→ **Quoted passage**
--- START ---

While sustainability continues to become mainstream in supply chains, small farmers are often left behind. A fundamental basis of any functional strategy is to address the resilience of these smallholders.

The importance of a farmer’s ability to bounce back from shocks and stresses should be acutely obvious, especially in a post-COVID 19 world. The option to simply shift sourcing to other suppliers or regions may not be viable when disruptions are large or widespread. The good news is that it’s not difficult to add resilience to your current strategy. A recent COSA study shows how a few key resilience metrics can reveal important and actionable insights.

 

 

So, what factors make a household or community resilient? For many years, resilience was an inexact field and the lack of consistent guidance or standardized understanding of metrics plagued researchers and led to very high costs. Lengthy, complicated projects, plagued by academic and difficult-to-use findings, turned a good idea into something inaccessible thus useless to most projects or supply chains.

It would be unfair to fault organizations for not looking at farmer resilience as part of their sustainability programs before now. Until very recently, there were no simple or practical ways to measure small farmer resilience. That has changed. With the support of the Ford Foundation, COSA has played a leading role in shifting resilience measurement for smallholders from conceptual to pragmatic. We convened practitioner experts such as Lutheran World Relief, International Center for Tropical Agriculture (CIAT), Conservation International, Sustainable Food Lab SFL, Catholic Relief Services, and Root Capital) in a Resilience Working Group and distilled highly functional indicators and metrics from their collective experience and from the best existing literature on the subject.

--- END ---

→ **Exercise**
Quote the passage on smallholder farmer resilience word for word, starting at "So, what factors" and ending at "or supply chains.".

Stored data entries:

--- START ---

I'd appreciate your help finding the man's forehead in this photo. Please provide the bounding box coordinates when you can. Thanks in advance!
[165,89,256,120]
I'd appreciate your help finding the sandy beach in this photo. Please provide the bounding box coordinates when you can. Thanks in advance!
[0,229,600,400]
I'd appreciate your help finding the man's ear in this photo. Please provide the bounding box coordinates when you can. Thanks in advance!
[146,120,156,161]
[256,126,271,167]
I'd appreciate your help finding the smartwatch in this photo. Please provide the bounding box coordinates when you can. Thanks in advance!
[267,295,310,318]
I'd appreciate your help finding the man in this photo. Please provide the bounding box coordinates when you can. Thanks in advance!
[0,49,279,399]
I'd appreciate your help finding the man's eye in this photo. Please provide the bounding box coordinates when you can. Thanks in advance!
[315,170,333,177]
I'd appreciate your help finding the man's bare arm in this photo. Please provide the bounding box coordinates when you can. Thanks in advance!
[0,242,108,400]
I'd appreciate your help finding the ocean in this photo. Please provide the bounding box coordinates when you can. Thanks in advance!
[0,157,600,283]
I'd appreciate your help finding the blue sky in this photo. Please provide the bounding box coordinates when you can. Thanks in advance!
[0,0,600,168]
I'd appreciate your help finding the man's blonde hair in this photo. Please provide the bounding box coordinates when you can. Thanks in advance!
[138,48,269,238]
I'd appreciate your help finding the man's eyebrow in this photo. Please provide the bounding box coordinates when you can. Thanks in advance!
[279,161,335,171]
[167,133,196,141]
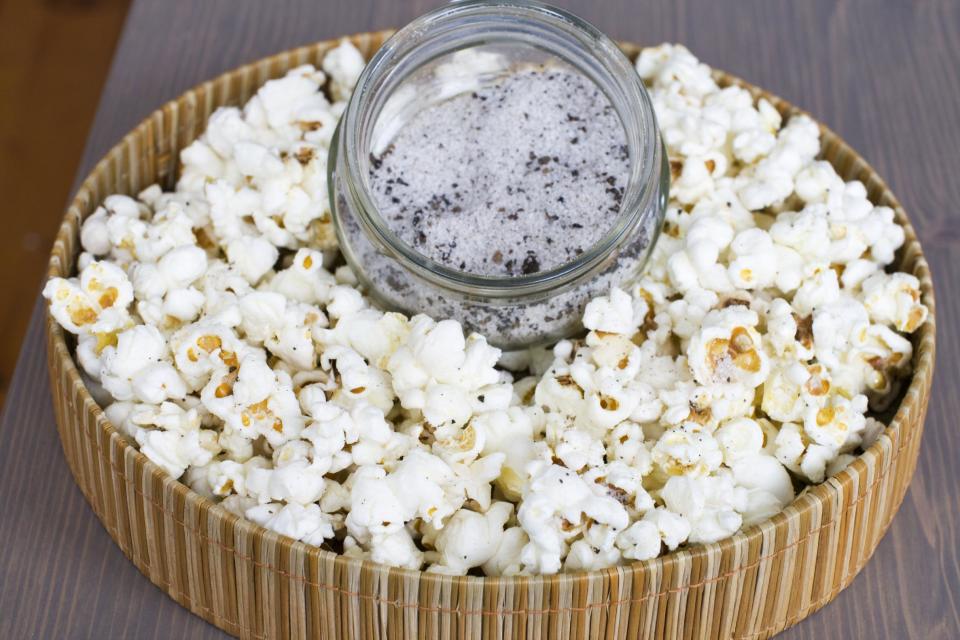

--- END ---

→ **Exercise solution**
So, what factors make a household or community resilient? For many years, resilience was an inexact field and the lack of consistent guidance or standardized understanding of metrics plagued researchers and led to very high costs. Lengthy, complicated projects, plagued by academic and difficult-to-use findings, turned a good idea into something inaccessible thus useless to most projects or supply chains.